=== TASK LIST ===
- a) According to the Star Wars comments below, who did Disney make the Kenobi show for?
- b) Sum up the Star Wars comments below in two sentences.
- c) Please resume the Star Wars comments below, starting after their last sentence.

=== TEXT SECTION ===
It’s like the Kenobi show. Most Gen-Xers hate the prequels but they always usually say “but I liked Ewan McGregor as Kenobi”. Disney did not make the Kenobi show for Millennials. They made it for the aging Gen-X fan fan base who they are trying to squeeze every last drop of nostalgia from. Honestly the pandering started with The Force Awakens and has never left. The Rise of Skywalker doubled down on it and here we are.

The EU seems like a whole lotta pandering to me.

The dialogue in the OT is leaden but hardly the point.
 
Honestly I'm getting kinda sick of Star Wars. I wish Hollywood would stop expanding old IP's and make new ones. Instead it's just more of the same, Star Trek, Star Wars, Lord of the Rings, Marvel, DC, etc.
It's all become stale or repetitive.

=== LISTED ENTRIES ===
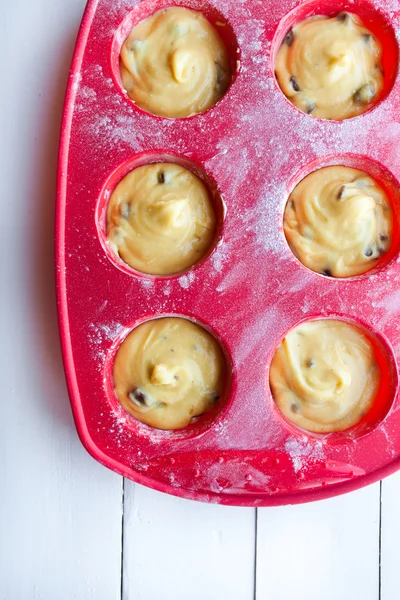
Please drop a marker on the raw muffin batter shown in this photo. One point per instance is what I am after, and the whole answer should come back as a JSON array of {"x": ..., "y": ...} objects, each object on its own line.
[
  {"x": 168, "y": 371},
  {"x": 330, "y": 68},
  {"x": 338, "y": 222},
  {"x": 324, "y": 376},
  {"x": 160, "y": 219},
  {"x": 174, "y": 64}
]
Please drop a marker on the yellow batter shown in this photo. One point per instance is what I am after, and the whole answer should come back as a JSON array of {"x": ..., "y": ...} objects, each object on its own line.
[
  {"x": 160, "y": 219},
  {"x": 174, "y": 64},
  {"x": 330, "y": 67},
  {"x": 324, "y": 376},
  {"x": 338, "y": 221},
  {"x": 168, "y": 371}
]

=== SET OF ANSWERS ===
- a) The aging Gen-X fan base.

- b) One comment argues that Disney made the Kenobi show to squeeze nostalgia from aging Gen-X fans, a pandering that began with The Force Awakens and was doubled down on in The Rise of Skywalker. Another comment is tired of Star Wars and wishes Hollywood would make new IPs instead of expanding old ones such as Star Trek, Lord of the Rings, and Marvel.

- c)
Honestly, that;'s what got me into anime after resisting fr many years - just to have new stories and new chracters instea of this constant nostalgia-mining of Hollywood fit into these cookie-cutter plots
 
Honestly, that;'s what got me into anime after resisting fr many years - just to have new stories and new chracters instea of this constant nostalgia-mining of Hollywood fit into these cookie-cutter plots
That's funny I mostly avoided anime because I always got the impression that it was highly cookie-cutter when it came to plot. What do you recommend?
 
That's funny I mostly avoided anime because I always got the impression that it was highly cookie-cutter when it came to plot. What do you recommend?

Sturgeon's law still applies to anime. There's a lot of formulaic material - harem tropes and suchlike, but there are also quite a few good ones. Some anime I liked includes:
  • Mamoru Hosoda: Wolf Children, The Girl Who Leapt Through Time, Summer Wars, Your Name.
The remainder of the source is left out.